Second Lieutenant Albert James Frederick Berry

B Coy, 4th Bn New Zealand Rifle Brigade, 3rd Brigade, New Zealand Division

Malvern Commemoration: St Leonard Newland,

Burial/Commemoration: Passchendaele New British Cemetery

Nature of Death: Killed in action Flanders 12/10/1917

Age: 29

Next of Kin: Son of John and Helena Augusta Berry, of Walkham Row, Bridgend, Lostwithiel, England.

Education: Newland Choir School

Previous Employment: Schoolmaster in New Zealand

Capbadge of the New Zealand Expeditionary Force

Albert James Frederick Berry was born in Stoke Devon, on 28th April 1888. He was the son of John and Helena Augusta Berry, of Walkham Row, Bridgend, Cornwall. He was a schoolmaster and was attested in the New Zealand Expeditionary Force on 29th May 1915. His link with Newland is not known, it is likely that he studied at the choir school, or indeed may taught there.

He was posted as a Private in B Coy. 1st Battalion, Trentham Regiment, NZEF and, received a temporary promotion to Corporal on the same day he joined. Although he is listed as not having any previous military service, again the same day, he was promoted Sergeant.

On the 15th November 1915 he arrived in Suez, Egypt and on 19 December he was sent to Marsa Matrum on the SS Scouter. On 12 February 1916 he was admitted to No 16 Staff Hospital, Marsa Matrum with Influenza. A few days later on 17 February 1916 he was admitted to 21st General Hospital Alexandria, Egypt, where his condition worsened. There he was diagnosed as having Severe Pleurisy. A month later he was back on his feet and rejoined his unit. On the 6th of April 1916 he sailed, with his unit, to France on the SS Arcadian and on 20 April 1916 he was attached to the School of Gas Instruction, not returning to his unit until July.

--- Dataset entries ---
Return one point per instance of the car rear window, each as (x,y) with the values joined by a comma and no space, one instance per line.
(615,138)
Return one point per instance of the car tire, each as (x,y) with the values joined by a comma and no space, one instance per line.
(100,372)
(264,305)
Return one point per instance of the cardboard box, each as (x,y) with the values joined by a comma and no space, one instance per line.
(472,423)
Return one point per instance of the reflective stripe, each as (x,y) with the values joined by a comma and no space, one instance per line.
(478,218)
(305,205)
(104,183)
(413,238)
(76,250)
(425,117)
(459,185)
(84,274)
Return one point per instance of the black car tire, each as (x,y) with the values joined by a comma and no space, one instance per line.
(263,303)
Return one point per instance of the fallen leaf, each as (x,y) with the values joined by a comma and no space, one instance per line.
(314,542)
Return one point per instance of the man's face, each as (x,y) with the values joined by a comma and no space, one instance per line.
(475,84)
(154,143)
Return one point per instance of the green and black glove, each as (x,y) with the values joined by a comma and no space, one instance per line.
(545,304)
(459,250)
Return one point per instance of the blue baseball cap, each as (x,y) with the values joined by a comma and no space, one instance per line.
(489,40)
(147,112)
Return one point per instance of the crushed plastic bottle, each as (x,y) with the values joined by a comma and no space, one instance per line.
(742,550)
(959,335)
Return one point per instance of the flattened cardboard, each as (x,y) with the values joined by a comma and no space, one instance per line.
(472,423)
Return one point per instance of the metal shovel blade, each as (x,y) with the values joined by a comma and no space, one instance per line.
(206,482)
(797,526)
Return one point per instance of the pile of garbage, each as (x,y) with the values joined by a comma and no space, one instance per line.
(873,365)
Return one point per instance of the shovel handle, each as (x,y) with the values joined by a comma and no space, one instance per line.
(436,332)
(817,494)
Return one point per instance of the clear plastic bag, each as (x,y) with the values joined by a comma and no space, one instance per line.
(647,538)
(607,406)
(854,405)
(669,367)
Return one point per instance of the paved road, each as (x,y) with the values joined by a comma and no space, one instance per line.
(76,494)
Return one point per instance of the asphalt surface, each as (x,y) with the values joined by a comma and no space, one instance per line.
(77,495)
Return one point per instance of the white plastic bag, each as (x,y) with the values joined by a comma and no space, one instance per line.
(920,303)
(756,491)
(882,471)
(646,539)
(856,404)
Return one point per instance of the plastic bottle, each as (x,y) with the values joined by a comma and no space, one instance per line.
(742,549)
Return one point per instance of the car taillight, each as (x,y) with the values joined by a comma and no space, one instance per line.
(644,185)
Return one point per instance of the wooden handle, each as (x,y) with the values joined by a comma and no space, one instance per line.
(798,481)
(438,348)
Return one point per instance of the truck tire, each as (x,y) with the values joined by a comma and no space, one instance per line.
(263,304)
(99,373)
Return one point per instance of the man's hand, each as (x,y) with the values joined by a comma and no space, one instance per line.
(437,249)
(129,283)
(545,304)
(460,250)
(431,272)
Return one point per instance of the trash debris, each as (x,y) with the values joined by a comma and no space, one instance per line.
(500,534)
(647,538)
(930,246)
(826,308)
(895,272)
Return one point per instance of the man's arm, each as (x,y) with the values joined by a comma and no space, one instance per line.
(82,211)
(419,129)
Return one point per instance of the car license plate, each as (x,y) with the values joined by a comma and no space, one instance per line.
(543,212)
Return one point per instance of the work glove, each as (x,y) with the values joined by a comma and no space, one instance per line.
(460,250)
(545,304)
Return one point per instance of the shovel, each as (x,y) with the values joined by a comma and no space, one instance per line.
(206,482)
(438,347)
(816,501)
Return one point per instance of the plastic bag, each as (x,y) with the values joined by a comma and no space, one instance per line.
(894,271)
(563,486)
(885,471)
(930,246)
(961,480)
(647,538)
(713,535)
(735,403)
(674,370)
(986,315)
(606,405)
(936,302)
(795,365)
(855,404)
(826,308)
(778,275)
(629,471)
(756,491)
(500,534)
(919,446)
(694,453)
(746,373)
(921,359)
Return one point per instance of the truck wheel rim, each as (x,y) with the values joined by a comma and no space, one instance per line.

--- Exercises to complete ---
1. Return the text of the Albert Berry profile word for word, starting with "Education: Newland Choir" and going on through "was promoted Sergeant.".
2. Resume the Albert Berry profile from the point where it stops.

--- Responses to the tasks ---
1.
Education: Newland Choir School

Previous Employment: Schoolmaster in New Zealand

Capbadge of the New Zealand Expeditionary Force

Albert James Frederick Berry was born in Stoke Devon, on 28th April 1888. He was the son of John and Helena Augusta Berry, of Walkham Row, Bridgend, Cornwall. He was a schoolmaster and was attested in the New Zealand Expeditionary Force on 29th May 1915. His link with Newland is not known, it is likely that he studied at the choir school, or indeed may taught there.

He was posted as a Private in B Coy. 1st Battalion, Trentham Regiment, NZEF and, received a temporary promotion to Corporal on the same day he joined. Although he is listed as not having any previous military service, again the same day, he was promoted Sergeant.

2.
The New Zealand Divisional history notes: “Arriving at Marseilles in April 1916, the NZ Division moved into front line trenches on May 13. This was a four-mile stretch of the line in the “quiet” sector near Armentieres. They began acclimatising to the weather and the battle conditions. The Somme Campaign began further north around Albert on July 1 1916. The NZ Division’s first action there was on 15 September when they attacked the village of Flers. This was the first time tanks were used in battle. The Division was in the line on the Somme for 23 days. 1,560 were killed and 5,440 were wounded. The Division left the Somme on November 10 and spent the winter on the River Lys. The New Zealand engineers were instrumental in constructing a complex of tunnels at Arras which were important during the Battle of Vimy Ridge (9-12 April 1917)

On 13 August 1916 Albert Berry was posted to B Coy, 4th Battalion NZRB (NZ Rifle Brigade). On 12 October 1917 he was killed in action in Belgium whilst serving with this unit.  The Western Morning News reported that he had visited his parents in Lostwithiel only a month before.

His medals, memorial plaque and scroll were issued, after the war, to his mother in Cornwall.